EXERCISE TEXT >>
——
While it is possible to exclusively use Meshcat for adding and animating objects (via the meshcat.SetObject() and meshcat.SetTransform() functions), there is another way which opens up a whole world of possibilities. The Scene Graph is how Drake associates geometries with objects, and the MeshcatVisualizer can connect to the output of scene graph in order to visualize these geometries. Scene graph is incredibly powerful because it is not just used for creating geometries so that we can see it in an animation: scene graph also allows systems (such as a camera or lidar sensor) to view the object in simulation or determine whether there was a collision between two different geometries (especially useful for hybrid systems like walking robots, which Drake was literally designed to simulate).
In this task, you will learn how to add a Scene Graph to your builder, register a geometry (such as a block) to the scene graph, and use the Meshcat Visualizer to actually see the animation on the screen. The key difference between Task 1 and Task 2 is that meshcat will now be updated during the simulation itself, and it will part of your diagram which you construct.
Start by running the example Lesson-4-Task-2.py. Then take a look at the system diagram. You will notice the Scene Graph, Meshcat Visualizer, and Meshcat. Now look at the code to see how our Block system is connected to the Scene Graph.
——
EXTRACTED MATERIAL >>
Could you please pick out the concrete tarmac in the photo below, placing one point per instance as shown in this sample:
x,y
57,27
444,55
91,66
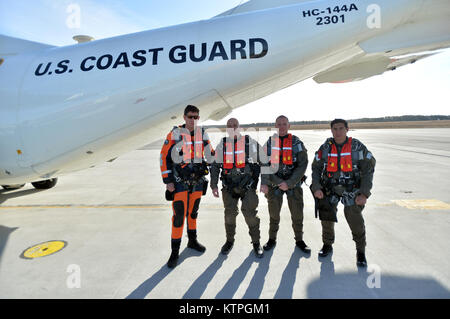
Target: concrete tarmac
x,y
116,223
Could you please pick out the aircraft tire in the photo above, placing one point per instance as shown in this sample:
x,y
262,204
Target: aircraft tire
x,y
47,184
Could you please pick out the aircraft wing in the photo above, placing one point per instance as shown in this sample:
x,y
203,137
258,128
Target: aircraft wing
x,y
13,46
254,5
361,68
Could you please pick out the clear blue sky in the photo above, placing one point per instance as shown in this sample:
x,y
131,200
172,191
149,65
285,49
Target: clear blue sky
x,y
421,88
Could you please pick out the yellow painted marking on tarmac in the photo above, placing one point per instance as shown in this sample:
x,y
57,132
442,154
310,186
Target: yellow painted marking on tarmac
x,y
430,204
43,249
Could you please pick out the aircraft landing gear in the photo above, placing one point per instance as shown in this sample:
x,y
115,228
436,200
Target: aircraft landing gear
x,y
47,184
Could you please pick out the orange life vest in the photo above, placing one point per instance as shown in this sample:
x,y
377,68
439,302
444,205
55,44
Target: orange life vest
x,y
234,152
192,149
345,161
286,151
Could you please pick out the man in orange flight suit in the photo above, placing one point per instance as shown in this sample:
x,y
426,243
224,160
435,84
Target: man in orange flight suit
x,y
183,169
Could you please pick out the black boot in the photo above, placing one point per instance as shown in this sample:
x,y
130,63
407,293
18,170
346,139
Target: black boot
x,y
326,249
259,252
361,259
173,260
226,248
270,244
193,243
301,244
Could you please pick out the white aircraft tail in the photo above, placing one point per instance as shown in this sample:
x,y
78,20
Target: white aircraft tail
x,y
254,5
14,46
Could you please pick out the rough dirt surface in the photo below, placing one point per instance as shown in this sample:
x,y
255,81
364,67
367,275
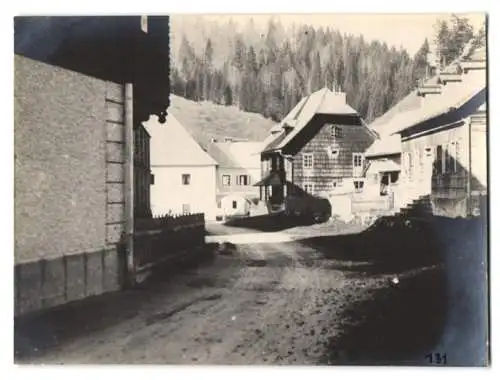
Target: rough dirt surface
x,y
324,300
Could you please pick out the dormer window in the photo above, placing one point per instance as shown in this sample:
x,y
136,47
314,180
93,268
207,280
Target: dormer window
x,y
336,132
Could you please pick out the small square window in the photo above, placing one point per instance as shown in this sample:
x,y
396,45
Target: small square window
x,y
186,179
243,180
308,160
336,132
309,188
358,185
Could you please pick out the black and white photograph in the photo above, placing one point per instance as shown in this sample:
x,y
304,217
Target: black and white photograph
x,y
252,189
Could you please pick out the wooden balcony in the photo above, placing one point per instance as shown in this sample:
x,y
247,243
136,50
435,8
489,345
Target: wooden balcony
x,y
429,90
449,77
473,65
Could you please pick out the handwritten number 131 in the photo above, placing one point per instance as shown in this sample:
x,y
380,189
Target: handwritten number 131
——
USING THE INFORMATION >>
**A.** Do these statements agree with the Scene Graph lesson? Answer yes or no for each and quote the deciding words. (i) Drake was designed to simulate walking robots. (ii) In Task 2, meshcat is updated only after the simulation ends. (iii) The example to run first is Lesson-4-Task-1.py.
**B.** Can you rewrite everything in the Scene Graph lesson from "While it is" down to "designed to simulate).", substituting "shapes" for "geometries"?

WRITTEN ANSWERS >>
**A.**
(i) Yes: "especially useful for hybrid systems like walking robots, which Drake was literally designed to simulate"
(ii) No: "meshcat will now be updated during the simulation itself"
(iii) No: "Start by running the example Lesson-4-Task-2.py."

**B.**
While it is possible to exclusively use Meshcat for adding and animating objects (via the meshcat.SetObject() and meshcat.SetTransform() functions), there is another way which opens up a whole world of possibilities. The Scene Graph is how Drake associates shapes with objects, and the MeshcatVisualizer can connect to the output of scene graph in order to visualize these shapes. Scene graph is incredibly powerful because it is not just used for creating shapes so that we can see it in an animation: scene graph also allows systems (such as a camera or lidar sensor) to view the object in simulation or determine whether there was a collision between two different shapes (especially useful for hybrid systems like walking robots, which Drake was literally designed to simulate).